■ Passage provided ■
^^^^^^^^^^^^^^^^

In contemporary Evangelical Christianity and in the political world there are a lot of poverty traps present. Too many Christians do not move beyond reactionary action for aiding and assisting the poor. One of the great characteristics of America is the number of immigrants who came here, with little or no material or capital wealth, and succeeded with their new life. One of the reasons there was such an abundance of opportunity was because of the lack of excessive regulation and taxation.

It’s important to take a look at Hendrickson’s article, because it’s a reminder just how much human initiative, free markets, and business plays a powerful role in reducing the sad state of human misery in the world. Often times, people who identify with a conservative world-view on economic issues are labeled as being against something, because they might be against a new government program, or a regulatory act. But this is simply not the case, if you are for free markets, deregulation, lower taxes, and other pro business initiatives, you truly are a part of the largest anti-poverty campaign in the history of the world.

Related to last week’s commentary and blog post, check out this WSJ piece, “Gates Crafts Long-Term Iraq Plan, With Limited Role for U.S. Forces,” in which Defense Secretary Robert Gates says, “My view is that whatever works economically ought to be tried.”

In college I wrote a paper for a Latin American Politics class titled, Barnum & Bailey Circus bailouts. The paper took the position that another financial bailout of Mexico would be a huge mistake and would not be money well spent. The paper was probably a little flippant because I interwove within the framework of the paper some characters with top hats, traveling bands of political circuses, and other outlandish theatrical symbolism. I was trying to make light of what I thought was a circus-like proposal, as well as rely on smoke and mirrors to downplay my lack of reading for the course.

There is nothing funny, however, about mortgage bailout proposals. Hillsdale professor Gary Wolfram has an excellent article in Human Events, titled “Econ 101: The Problem with Bailouts.” Wolfram shows how markets correct themselves, and even discusses the upsides to a now more affordable market:

As Sherlock Holmes told Dr. Watson in “Scandal in Bohemia,” one problem is that we see but do not observe. For every homeowner who loses his home and moves into a smaller home or a rental, there is another homeowner who moves into that home and out of a smaller home or rental.

It would be interesting if the media began doing stories on how much more affordable it is for people to move from rented apartments into owner-occupied homes. The house that used to cost $280,000 and was out of the reach of the young family is now $220,000 and becomes affordable.

If the federal government, including the Federal Reserve, bails out the mortgage industry in some fashion, the market will quickly learn that taxpayers will bear some of the risk of the investments of homeowners, lenders, hedge funds and other market participants. This will result in their taking more risk than is economically justified, encouraging the very activity that led to the situation of declining housing prices and foreclosures in the first place.

But if politicians keep rattling off vague proposals of bailout proposals in the belief it will raise their polls, they may have to think again. In an Associated Press article, J.W. Elphinstone, cites a newly popular online petition, Tax Payers Against a Wall Street and Mortgage Bailout. Furthermore, Peter Viles in the Los Angeles Times, references a Fox News Poll that shows 70% of the public against a taxpayer bailout.

Many of those people have been priced out of the market and understandably they don’t want to support people who cannot afford their homes, many of whom made really bad financial choices. The people against this bailout simply want back in the market, and they understand now the market is correcting itself.

^^^^^^^^^^^^^^^^

■ Extracted material ■
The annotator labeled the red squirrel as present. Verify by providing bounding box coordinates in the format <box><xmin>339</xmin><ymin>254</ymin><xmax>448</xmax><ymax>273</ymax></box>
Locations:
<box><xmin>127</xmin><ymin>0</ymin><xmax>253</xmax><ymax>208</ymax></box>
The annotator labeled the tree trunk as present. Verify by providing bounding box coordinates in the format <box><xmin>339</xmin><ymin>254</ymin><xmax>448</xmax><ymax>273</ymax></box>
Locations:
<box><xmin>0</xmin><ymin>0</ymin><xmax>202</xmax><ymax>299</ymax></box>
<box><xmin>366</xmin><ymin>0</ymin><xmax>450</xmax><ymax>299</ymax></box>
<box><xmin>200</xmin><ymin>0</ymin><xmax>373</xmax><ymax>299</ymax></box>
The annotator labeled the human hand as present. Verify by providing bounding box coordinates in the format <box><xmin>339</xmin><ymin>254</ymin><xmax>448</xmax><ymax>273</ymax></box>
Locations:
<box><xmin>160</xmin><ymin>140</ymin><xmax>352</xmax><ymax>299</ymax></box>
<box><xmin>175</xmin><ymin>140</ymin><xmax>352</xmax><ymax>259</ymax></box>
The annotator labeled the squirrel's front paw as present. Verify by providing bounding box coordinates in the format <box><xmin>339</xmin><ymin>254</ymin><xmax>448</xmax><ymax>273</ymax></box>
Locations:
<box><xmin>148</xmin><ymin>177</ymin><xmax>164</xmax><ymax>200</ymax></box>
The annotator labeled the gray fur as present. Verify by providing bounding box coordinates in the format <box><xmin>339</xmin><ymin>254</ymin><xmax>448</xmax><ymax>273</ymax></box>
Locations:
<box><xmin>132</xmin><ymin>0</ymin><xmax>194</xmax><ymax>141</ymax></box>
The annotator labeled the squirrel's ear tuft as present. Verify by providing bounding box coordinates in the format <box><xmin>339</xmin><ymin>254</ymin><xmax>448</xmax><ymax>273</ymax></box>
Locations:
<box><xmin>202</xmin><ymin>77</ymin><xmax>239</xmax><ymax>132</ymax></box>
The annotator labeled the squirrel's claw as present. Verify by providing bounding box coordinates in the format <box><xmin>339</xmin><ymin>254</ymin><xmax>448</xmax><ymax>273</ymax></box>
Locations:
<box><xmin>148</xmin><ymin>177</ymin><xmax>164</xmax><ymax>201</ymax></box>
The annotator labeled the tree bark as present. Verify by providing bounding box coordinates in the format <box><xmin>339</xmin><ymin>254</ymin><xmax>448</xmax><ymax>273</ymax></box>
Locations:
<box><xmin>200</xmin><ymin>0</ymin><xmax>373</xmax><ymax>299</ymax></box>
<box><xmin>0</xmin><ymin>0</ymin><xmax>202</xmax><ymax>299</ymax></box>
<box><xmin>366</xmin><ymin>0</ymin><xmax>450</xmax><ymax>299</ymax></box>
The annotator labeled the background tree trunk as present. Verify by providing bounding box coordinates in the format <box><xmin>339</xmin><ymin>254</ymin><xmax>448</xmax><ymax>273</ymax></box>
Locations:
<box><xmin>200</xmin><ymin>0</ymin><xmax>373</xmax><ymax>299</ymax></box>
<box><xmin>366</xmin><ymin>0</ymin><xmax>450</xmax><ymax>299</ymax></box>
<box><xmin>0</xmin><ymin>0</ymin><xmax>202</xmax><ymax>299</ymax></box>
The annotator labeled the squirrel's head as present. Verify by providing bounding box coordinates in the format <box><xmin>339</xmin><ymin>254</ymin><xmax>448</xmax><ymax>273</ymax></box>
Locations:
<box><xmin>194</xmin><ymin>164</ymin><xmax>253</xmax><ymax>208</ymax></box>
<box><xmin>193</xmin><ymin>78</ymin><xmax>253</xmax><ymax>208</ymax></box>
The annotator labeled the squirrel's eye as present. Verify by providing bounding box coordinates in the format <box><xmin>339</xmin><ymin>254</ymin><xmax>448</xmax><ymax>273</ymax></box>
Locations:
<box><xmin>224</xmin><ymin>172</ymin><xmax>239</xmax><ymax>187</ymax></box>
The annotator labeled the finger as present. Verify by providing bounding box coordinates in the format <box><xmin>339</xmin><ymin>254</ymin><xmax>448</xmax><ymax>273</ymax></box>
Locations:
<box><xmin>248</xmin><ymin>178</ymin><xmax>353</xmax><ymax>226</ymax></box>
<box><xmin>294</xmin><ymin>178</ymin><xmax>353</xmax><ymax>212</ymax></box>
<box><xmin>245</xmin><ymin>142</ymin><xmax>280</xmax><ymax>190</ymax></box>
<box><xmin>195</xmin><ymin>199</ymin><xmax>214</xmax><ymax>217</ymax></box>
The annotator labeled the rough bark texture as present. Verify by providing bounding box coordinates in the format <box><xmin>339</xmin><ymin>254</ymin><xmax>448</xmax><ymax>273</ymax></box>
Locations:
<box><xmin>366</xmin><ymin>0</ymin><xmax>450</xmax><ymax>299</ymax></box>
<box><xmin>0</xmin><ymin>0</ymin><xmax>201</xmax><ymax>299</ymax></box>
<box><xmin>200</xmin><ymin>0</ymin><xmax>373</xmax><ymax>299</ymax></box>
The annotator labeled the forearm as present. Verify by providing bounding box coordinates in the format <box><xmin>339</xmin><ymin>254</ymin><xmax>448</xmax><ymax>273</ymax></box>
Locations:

^^^^^^^^^^^^^^^^

■ Tasks ■
1/ Translate this sentence from the commentary on bailouts into Spanish: "There is nothing funny, however, about mortgage bailout proposals."
2/ According to the commentary on bailouts, what share of the public did the Fox News Poll show as opposed to a taxpayer bailout?

■ Task-by-task answers ■
1/ Sin embargo, no hay nada gracioso en las propuestas de rescate hipotecario.

2/ 70% of the public.